- [Objective]
Recast the material below as a Markdown table with the columns "No." and "Line," giving each non-blank line its own numbered row. Leave the pictures out of the table.

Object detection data
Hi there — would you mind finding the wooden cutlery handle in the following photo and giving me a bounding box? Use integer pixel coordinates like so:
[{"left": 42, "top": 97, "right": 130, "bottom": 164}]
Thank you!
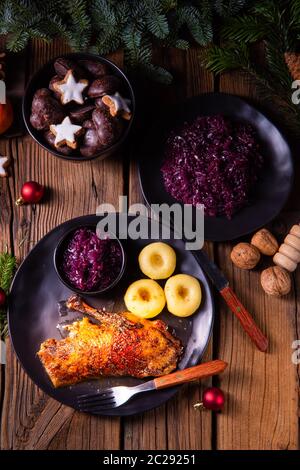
[
  {"left": 220, "top": 287, "right": 268, "bottom": 352},
  {"left": 154, "top": 359, "right": 227, "bottom": 389}
]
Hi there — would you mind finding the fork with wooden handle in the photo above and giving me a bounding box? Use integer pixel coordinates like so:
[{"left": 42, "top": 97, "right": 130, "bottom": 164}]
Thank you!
[{"left": 77, "top": 359, "right": 227, "bottom": 414}]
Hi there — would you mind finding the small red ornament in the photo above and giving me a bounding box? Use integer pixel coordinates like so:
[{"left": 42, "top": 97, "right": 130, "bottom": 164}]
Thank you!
[
  {"left": 202, "top": 387, "right": 225, "bottom": 411},
  {"left": 16, "top": 181, "right": 45, "bottom": 206},
  {"left": 194, "top": 387, "right": 225, "bottom": 411},
  {"left": 0, "top": 287, "right": 6, "bottom": 307}
]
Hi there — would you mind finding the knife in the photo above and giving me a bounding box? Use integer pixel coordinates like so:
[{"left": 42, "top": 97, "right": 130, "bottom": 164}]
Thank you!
[{"left": 192, "top": 250, "right": 268, "bottom": 352}]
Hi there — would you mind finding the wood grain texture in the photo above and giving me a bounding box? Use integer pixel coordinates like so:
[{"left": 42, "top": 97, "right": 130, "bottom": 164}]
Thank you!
[
  {"left": 217, "top": 73, "right": 298, "bottom": 449},
  {"left": 1, "top": 42, "right": 123, "bottom": 449}
]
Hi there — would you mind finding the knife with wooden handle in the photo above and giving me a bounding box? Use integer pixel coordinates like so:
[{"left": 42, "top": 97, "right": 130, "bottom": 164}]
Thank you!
[{"left": 193, "top": 250, "right": 268, "bottom": 352}]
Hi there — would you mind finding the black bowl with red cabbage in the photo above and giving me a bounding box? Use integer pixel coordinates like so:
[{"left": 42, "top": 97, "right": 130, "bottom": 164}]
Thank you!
[
  {"left": 54, "top": 227, "right": 125, "bottom": 295},
  {"left": 161, "top": 114, "right": 264, "bottom": 219}
]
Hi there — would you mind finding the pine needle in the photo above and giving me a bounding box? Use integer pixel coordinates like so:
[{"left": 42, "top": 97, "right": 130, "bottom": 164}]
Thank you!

- [Written solution]
| No. | Line |
|---|---|
| 1 | Hi there — would you mind finding the wooden cutlery handle in the following photo and giving me a bounding box? Use integer pixel coordinates like so: |
| 2 | [{"left": 42, "top": 97, "right": 130, "bottom": 164}] |
| 3 | Thank you! |
| 4 | [ |
| 5 |   {"left": 220, "top": 287, "right": 268, "bottom": 352}, |
| 6 |   {"left": 154, "top": 359, "right": 227, "bottom": 389} |
| 7 | ] |
| 8 | Hi there — would you mind finding the fork with wooden handle in the photo above and giving me a bounding box? Use integer pixel coordinates like so: |
| 9 | [{"left": 42, "top": 97, "right": 130, "bottom": 164}] |
| 10 | Thank you! |
| 11 | [{"left": 77, "top": 359, "right": 227, "bottom": 414}] |
| 12 | Hi there — would you mind finding the small red ornament in the photo above and giving me a bounding box? Use integer pixel coordinates like so: |
| 13 | [{"left": 42, "top": 97, "right": 130, "bottom": 164}] |
| 14 | Thank you! |
| 15 | [ |
| 16 |   {"left": 202, "top": 387, "right": 225, "bottom": 411}, |
| 17 |   {"left": 16, "top": 181, "right": 45, "bottom": 206}, |
| 18 |   {"left": 194, "top": 387, "right": 225, "bottom": 411}, |
| 19 |   {"left": 0, "top": 287, "right": 6, "bottom": 307} |
| 20 | ] |
| 21 | Hi there — would you mind finding the knife in the photo above and giving me a bounding box? Use integer pixel coordinates like so: |
| 22 | [{"left": 42, "top": 97, "right": 130, "bottom": 164}] |
| 23 | Thank you! |
| 24 | [{"left": 192, "top": 250, "right": 268, "bottom": 352}] |
| 25 | Hi there — would you mind finding the wood grain texture in the photo above and giving me a bounding box? Use integer pixel coordinates like so: |
| 26 | [{"left": 42, "top": 97, "right": 130, "bottom": 164}] |
| 27 | Thank you! |
| 28 | [ |
| 29 |   {"left": 217, "top": 73, "right": 298, "bottom": 449}, |
| 30 |   {"left": 1, "top": 42, "right": 123, "bottom": 449} |
| 31 | ] |
| 32 | Hi there — would you mind finding the knife with wooden handle in the photo above and giving me a bounding box? Use integer pixel coordinates like so: |
| 33 | [{"left": 42, "top": 97, "right": 130, "bottom": 164}] |
| 34 | Thank you! |
| 35 | [{"left": 193, "top": 250, "right": 268, "bottom": 352}] |
| 36 | Hi there — would you mind finding the black bowl with red cabbage in the photo above and giving me a bounding box? Use integer pixel coordinates like so: |
| 37 | [{"left": 42, "top": 97, "right": 130, "bottom": 164}] |
| 38 | Thank you! |
| 39 | [ |
| 40 |   {"left": 54, "top": 227, "right": 125, "bottom": 295}, |
| 41 |   {"left": 161, "top": 114, "right": 264, "bottom": 219} |
| 42 | ] |
| 43 | Hi there — would you mind finding the pine needle in the photo above and giving me a bounding box? Use integer pixel coordinates like so: |
| 44 | [{"left": 42, "top": 97, "right": 130, "bottom": 164}] |
| 45 | Thank you! |